***** RECORD LIST *****
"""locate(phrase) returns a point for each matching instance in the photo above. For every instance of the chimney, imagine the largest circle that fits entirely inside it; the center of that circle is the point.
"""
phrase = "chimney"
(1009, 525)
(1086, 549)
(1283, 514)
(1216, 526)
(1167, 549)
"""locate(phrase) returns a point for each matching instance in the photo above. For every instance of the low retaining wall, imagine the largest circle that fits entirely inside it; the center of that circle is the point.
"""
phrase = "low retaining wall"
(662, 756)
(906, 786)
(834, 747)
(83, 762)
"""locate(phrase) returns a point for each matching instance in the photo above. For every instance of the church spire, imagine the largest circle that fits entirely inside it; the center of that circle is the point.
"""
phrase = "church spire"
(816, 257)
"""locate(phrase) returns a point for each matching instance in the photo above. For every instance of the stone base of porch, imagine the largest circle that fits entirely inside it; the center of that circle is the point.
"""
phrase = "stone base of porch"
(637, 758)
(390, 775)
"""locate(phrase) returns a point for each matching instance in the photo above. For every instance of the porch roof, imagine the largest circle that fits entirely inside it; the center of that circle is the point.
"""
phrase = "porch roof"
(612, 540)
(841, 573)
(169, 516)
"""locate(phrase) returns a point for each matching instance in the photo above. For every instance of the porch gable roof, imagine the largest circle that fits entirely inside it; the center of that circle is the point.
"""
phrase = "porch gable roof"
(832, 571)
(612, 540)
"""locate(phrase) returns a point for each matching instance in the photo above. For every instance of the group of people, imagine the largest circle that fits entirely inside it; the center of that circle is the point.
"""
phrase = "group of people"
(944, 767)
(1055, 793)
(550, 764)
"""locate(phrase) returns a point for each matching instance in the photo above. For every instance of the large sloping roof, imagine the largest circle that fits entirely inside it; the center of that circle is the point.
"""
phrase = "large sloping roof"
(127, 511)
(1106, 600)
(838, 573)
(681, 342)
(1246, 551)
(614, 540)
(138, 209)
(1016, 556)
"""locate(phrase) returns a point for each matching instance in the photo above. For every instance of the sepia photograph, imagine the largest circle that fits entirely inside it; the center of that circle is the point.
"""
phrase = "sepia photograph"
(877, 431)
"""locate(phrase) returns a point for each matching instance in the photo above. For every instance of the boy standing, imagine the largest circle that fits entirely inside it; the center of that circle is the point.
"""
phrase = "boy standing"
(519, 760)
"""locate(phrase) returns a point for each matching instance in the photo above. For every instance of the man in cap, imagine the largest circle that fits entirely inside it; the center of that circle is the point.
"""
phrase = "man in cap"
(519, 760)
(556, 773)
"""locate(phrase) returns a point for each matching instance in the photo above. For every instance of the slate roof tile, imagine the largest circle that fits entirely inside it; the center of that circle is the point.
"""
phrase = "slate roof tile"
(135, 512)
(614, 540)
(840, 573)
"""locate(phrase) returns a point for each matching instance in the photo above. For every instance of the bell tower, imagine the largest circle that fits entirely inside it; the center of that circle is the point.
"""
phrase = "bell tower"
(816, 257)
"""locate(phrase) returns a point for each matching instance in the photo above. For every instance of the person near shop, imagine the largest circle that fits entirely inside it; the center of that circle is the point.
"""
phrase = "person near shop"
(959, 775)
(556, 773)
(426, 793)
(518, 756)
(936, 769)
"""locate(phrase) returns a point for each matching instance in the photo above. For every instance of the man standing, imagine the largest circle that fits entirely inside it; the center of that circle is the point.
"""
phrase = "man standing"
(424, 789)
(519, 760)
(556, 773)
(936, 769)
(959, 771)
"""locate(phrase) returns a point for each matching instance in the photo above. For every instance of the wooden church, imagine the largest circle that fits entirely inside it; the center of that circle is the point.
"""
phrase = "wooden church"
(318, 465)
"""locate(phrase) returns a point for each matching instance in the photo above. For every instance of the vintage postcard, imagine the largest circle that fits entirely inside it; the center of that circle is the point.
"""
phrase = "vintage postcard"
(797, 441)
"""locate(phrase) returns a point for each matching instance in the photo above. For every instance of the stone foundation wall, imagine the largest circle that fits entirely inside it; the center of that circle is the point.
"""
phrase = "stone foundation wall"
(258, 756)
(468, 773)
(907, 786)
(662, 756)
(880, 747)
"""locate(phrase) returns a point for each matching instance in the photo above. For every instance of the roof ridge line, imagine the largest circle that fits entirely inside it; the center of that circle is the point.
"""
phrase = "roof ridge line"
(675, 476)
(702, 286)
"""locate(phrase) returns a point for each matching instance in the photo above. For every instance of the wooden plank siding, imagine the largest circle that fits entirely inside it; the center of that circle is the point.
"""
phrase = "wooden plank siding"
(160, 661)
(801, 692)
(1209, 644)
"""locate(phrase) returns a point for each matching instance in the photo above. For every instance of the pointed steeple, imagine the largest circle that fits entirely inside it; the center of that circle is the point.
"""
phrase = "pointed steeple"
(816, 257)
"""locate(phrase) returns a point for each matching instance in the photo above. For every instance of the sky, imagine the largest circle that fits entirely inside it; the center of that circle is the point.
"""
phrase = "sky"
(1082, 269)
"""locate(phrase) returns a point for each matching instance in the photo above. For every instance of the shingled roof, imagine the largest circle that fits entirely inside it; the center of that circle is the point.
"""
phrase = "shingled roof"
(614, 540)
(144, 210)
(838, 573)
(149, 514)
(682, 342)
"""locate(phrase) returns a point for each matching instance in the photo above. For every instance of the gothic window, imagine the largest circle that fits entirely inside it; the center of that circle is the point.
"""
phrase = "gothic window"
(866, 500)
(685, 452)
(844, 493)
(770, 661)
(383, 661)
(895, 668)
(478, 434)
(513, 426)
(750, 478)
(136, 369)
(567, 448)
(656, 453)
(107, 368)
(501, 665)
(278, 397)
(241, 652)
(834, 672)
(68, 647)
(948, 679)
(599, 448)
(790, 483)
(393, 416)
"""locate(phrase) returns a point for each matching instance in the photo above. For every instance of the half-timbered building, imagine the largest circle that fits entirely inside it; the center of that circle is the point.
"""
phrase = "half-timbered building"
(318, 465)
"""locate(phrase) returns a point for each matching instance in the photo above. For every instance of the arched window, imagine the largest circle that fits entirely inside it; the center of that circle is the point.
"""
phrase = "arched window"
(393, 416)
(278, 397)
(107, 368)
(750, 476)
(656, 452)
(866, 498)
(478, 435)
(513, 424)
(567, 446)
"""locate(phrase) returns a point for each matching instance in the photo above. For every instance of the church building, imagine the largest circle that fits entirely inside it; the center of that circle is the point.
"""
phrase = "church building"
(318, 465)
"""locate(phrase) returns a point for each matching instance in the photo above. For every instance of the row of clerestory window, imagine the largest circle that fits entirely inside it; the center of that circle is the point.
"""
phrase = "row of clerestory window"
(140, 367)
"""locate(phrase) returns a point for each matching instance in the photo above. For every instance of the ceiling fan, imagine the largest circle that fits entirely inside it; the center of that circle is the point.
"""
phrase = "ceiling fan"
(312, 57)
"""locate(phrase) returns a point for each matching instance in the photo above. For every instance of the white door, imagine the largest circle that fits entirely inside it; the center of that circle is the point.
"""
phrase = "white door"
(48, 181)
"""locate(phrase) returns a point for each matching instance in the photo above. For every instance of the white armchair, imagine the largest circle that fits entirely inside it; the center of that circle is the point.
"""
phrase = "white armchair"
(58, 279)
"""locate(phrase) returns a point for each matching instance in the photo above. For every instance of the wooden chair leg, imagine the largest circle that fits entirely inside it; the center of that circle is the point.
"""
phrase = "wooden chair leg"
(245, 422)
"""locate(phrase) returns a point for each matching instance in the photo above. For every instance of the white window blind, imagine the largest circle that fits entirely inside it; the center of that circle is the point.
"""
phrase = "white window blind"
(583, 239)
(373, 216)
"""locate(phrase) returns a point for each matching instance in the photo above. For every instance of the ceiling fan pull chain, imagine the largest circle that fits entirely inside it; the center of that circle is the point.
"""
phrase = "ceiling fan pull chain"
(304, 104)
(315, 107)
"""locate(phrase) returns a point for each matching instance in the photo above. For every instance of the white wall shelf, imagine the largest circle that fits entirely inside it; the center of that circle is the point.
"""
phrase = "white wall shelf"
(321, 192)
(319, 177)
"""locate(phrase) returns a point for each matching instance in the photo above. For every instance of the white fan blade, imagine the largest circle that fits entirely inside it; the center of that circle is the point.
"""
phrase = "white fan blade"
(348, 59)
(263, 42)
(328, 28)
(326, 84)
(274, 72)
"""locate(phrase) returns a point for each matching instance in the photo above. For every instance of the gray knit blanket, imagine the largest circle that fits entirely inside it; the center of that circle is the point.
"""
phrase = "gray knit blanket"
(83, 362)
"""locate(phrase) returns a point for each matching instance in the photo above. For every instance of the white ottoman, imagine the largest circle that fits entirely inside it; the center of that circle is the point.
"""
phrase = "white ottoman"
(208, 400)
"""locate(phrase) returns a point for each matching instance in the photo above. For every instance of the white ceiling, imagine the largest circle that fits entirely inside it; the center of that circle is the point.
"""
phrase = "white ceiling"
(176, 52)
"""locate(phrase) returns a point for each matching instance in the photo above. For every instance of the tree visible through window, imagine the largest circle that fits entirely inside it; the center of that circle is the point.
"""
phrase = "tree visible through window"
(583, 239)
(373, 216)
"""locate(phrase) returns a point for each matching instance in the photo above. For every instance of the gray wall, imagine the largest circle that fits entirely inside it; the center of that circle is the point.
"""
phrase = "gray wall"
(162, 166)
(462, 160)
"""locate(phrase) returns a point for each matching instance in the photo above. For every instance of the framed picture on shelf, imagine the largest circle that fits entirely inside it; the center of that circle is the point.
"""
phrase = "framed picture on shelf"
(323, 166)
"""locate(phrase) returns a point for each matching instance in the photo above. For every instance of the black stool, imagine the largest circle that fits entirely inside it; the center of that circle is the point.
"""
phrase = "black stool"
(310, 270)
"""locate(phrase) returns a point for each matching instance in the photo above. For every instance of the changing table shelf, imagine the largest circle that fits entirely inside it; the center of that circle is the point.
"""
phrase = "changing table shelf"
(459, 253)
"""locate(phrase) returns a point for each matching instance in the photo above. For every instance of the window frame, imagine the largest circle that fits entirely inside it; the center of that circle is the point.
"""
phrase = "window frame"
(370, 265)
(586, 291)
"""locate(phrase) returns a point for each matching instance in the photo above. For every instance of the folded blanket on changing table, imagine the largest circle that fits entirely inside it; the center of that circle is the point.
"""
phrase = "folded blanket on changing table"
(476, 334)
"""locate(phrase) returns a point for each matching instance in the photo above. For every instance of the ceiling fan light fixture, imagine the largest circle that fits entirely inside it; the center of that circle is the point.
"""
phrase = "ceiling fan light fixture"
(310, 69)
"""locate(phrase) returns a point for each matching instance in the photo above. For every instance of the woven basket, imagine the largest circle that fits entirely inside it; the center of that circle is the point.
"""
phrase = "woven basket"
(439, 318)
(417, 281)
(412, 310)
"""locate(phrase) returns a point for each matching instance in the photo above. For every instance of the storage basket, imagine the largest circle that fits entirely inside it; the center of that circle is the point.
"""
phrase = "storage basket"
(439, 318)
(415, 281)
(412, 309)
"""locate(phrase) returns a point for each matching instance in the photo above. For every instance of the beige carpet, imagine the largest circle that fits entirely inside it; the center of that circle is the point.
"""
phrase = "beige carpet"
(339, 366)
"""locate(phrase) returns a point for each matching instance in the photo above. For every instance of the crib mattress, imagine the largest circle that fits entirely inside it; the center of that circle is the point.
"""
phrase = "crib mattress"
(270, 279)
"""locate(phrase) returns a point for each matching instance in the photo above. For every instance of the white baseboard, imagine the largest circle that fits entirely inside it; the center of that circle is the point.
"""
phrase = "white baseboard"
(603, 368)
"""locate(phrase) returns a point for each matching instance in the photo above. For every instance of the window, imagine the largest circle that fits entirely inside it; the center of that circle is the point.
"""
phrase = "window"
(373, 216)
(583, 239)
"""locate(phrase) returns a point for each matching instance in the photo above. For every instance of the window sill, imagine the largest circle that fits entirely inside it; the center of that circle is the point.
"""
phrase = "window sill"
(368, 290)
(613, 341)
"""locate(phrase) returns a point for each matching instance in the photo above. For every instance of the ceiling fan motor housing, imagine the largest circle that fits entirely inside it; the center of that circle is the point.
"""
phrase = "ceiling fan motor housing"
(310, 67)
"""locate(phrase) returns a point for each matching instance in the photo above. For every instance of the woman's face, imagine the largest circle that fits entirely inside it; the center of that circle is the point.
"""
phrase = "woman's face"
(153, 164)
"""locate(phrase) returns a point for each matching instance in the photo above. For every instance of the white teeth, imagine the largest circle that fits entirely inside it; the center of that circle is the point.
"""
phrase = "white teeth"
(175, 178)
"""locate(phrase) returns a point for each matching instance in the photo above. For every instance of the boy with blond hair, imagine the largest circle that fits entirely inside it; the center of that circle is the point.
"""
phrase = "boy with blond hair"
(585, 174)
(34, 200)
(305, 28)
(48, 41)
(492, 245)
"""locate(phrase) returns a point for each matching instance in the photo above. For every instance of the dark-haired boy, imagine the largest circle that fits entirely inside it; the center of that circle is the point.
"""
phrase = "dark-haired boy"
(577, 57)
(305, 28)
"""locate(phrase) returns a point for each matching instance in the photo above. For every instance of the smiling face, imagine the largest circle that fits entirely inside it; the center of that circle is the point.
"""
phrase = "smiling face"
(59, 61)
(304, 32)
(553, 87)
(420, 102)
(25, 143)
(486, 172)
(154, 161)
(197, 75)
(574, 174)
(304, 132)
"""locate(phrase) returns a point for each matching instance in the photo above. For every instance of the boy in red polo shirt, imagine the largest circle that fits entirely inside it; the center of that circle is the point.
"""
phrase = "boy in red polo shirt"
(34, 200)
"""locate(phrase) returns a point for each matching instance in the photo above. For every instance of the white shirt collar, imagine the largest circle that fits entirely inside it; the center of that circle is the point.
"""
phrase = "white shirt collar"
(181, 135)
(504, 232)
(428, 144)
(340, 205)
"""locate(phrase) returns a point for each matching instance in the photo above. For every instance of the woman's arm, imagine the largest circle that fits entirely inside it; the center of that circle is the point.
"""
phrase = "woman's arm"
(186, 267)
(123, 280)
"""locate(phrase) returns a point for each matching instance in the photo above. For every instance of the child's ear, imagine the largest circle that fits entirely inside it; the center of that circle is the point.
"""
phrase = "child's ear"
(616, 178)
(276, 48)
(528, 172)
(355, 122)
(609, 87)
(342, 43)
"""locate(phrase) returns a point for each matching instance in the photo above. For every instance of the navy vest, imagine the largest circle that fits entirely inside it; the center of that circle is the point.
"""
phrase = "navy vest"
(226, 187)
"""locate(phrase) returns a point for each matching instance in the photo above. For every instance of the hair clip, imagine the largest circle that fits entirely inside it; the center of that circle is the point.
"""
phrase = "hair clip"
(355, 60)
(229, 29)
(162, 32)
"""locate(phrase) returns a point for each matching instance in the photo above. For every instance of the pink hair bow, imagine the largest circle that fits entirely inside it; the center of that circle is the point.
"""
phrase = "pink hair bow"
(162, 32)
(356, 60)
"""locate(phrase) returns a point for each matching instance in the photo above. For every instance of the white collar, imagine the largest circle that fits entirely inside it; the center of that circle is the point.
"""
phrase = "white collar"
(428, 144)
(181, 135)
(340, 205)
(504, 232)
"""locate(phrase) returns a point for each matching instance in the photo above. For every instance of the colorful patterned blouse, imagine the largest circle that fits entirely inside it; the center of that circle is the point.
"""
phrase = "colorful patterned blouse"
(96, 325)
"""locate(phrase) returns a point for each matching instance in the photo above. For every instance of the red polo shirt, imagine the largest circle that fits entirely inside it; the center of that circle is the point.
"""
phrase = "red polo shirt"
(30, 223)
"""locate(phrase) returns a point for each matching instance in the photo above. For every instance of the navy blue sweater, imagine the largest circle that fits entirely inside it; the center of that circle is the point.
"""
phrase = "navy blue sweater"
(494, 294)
*****
→ **REQUIRED TASK**: Transcribe only the trailing portion of the entries above: the line that contains "of the pink" and each line after it.

→ **RESPONSE TO THIS TASK**:
"""locate(phrase) returns a point for each matching instance in the photo above. For every instance of the pink hair bow, imagine the largest circle that fits entirely inside it; the center of that circle is the point.
"""
phrase = "pink hair bow"
(162, 32)
(356, 60)
"""locate(phrase) returns a point for each matching instance in the photo above. For every instance of the white collar, imagine the largest circle that fits entirely inside it; the center of that circle is the point.
"""
phrase = "white collar"
(428, 144)
(181, 135)
(340, 205)
(504, 232)
"""locate(phrase) returns a point for each matching instance in the photo above. For every instance of the colorful patterned blouse, imagine the largest circle that fits entirely inside it; the center of that circle is the point.
"""
phrase = "colorful patterned blouse"
(96, 325)
"""locate(phrase) returns a point for each matching instance in the photo above. For every instance of the red polo shirt, imagine the largest circle that fits entirely inside it; the center of that circle is the point.
"""
phrase = "red polo shirt"
(30, 223)
"""locate(phrase) returns a point for each matching instance in the photo above. For every instance of the navy blue sweater, imagine the largest circle that fits entirely inside it; the center of that circle is the point.
"""
phrase = "navy blue sweater"
(494, 294)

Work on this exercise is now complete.